▸ Selected text:
-*-*-

I have a very large turnover ratio.
For some tables I delete/reload the whole table daily (tables in the 500K
to 1.5 Million records), while other tables I delete/reload about 1/3 (ie
7 Million records table I delete/copy 1.5 Million records).

The reason for the delete/copy is that the data is coming from a system
where there is now way to tell what was added, changed since the last
update. So I use date ranges for some tables and do entire tables for
others.



Re: Size for vacuum_mem

From
"Francisco Reyes"
Date:
On 5 Dec 2002, Neil Conway wrote:

> For these, it would probably be faster to TRUNCATE the table and then
> load the new data, then ANALYZE.

I can't because those tables would not be usable during the load.
Right now I do delete/copy from within a transaction. If the loads are
still running while people start coming in the morning they can still do
work.

> >  while other tables I delete/reload about 1/3 (ie
> > 7 Million records table I delete/copy 1.5 Million records).
>
> For these, you can try just using a plain VACUUM and seeing how
> effective that is at reclaiming space.

I am not too concerned with space reclamation. In theory if I don't do
vacuum fulls I may have some dead space, but it would get re-used daily.
My concern is the performance hit I would suffer with the table scans.

>If necessary, increase max_fsm_pages.

What is this setting for? To what number could I increase it to?

> You might also want to check and see if your indexes are growing in size
> (btree indexes on incrementally increasing values like timestamps can
> grow, even with VACUUM FULL); use REINDEX if that's the case.

Every once in a while I truncate the tables and re-load the whole set.
Probably about every couple of months.

-*-*-

▸ Extracted entries:
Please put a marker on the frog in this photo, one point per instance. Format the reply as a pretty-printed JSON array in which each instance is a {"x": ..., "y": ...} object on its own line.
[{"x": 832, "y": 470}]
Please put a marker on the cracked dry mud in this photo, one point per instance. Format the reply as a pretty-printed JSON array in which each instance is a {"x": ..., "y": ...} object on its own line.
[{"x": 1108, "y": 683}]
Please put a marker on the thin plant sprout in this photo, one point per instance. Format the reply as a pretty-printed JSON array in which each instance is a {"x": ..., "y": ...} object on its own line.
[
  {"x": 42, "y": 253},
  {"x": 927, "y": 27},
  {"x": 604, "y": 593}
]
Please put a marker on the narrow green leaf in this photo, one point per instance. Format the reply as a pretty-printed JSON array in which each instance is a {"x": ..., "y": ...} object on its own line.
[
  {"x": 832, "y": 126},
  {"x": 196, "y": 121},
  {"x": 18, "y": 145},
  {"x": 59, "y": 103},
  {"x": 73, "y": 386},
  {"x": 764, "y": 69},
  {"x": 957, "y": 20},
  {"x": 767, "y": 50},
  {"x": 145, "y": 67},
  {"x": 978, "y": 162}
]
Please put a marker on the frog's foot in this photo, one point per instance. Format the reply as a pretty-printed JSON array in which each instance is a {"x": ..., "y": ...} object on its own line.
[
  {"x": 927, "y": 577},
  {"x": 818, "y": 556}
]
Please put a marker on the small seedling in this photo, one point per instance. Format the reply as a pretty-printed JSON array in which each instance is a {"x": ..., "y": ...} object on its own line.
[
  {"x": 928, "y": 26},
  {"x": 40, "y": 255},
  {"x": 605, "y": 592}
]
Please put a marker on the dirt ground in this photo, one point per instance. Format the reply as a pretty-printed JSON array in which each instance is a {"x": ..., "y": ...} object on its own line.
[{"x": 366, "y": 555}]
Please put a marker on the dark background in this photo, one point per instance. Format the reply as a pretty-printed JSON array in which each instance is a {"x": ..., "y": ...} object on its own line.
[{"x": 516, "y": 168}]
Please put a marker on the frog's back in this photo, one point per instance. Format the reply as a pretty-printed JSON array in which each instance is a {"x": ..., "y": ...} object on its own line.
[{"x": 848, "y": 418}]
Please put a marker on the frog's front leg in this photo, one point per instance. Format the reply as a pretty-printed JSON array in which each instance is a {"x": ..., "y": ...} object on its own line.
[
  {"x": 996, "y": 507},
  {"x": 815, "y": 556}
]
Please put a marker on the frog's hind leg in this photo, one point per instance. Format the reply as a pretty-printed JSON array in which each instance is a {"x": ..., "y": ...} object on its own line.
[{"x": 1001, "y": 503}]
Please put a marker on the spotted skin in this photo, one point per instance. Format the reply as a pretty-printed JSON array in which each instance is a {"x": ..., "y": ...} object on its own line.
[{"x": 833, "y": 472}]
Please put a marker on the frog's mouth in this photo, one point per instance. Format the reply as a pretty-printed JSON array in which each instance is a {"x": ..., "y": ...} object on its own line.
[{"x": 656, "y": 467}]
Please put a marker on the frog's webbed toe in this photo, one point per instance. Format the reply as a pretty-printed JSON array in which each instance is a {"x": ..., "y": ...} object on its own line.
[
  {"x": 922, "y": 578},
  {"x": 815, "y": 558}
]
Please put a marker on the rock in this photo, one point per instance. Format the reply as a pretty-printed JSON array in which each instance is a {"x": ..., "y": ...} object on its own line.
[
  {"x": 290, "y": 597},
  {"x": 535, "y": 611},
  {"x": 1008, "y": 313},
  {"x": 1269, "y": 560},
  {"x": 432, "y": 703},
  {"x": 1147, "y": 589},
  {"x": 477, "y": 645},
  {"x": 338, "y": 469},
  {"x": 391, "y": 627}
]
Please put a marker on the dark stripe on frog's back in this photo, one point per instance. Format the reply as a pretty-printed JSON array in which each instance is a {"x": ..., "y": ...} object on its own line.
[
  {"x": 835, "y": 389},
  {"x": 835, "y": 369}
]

-*-*-

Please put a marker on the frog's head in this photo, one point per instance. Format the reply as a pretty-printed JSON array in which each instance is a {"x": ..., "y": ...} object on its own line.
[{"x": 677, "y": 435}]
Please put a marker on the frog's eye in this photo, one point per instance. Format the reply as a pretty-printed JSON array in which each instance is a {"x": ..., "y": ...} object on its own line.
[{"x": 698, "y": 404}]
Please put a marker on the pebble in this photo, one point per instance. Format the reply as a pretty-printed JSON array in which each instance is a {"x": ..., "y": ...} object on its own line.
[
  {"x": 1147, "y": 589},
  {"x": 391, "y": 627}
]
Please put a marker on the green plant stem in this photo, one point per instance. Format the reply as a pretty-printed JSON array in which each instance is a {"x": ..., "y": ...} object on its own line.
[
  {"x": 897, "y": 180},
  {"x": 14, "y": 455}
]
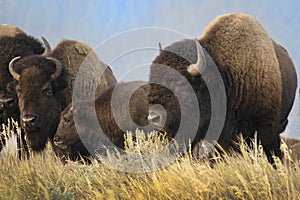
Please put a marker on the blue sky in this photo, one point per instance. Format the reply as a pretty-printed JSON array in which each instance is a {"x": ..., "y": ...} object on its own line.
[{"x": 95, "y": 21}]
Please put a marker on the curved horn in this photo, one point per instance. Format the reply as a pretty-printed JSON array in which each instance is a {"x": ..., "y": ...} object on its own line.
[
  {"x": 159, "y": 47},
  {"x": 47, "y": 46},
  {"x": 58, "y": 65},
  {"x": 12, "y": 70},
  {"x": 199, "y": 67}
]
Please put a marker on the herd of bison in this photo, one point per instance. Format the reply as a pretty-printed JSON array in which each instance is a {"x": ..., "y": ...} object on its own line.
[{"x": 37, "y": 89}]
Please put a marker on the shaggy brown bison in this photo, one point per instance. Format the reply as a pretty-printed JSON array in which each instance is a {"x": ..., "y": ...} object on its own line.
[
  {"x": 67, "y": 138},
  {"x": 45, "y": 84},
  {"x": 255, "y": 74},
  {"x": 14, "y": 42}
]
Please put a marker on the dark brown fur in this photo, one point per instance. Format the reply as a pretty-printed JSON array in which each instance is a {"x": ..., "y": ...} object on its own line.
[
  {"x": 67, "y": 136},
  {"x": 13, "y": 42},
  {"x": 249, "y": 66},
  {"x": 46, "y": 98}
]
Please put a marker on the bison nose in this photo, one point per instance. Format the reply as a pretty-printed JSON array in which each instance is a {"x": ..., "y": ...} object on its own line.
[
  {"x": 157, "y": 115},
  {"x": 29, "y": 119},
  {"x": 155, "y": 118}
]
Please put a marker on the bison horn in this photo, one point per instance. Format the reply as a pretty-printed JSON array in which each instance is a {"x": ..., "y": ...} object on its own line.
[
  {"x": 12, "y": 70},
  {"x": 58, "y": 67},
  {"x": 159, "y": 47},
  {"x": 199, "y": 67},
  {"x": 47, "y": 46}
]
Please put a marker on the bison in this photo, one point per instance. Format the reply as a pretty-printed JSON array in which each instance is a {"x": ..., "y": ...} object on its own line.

-*-*-

Answer these questions about the forum thread on vacuum_mem:
(a) In the example of a table that is partly reloaded, how many records does the table hold, and how many are deleted and copied?
(b) According to Francisco Reyes, why can't he truncate the fully reloaded tables before loading the new data?
(c) About how often does he truncate the tables and reload the whole set?

(a) The table holds 7 million records, and 1.5 million of them are deleted and copied.
(b) The tables would not be usable during the load.
(c) About every couple of months.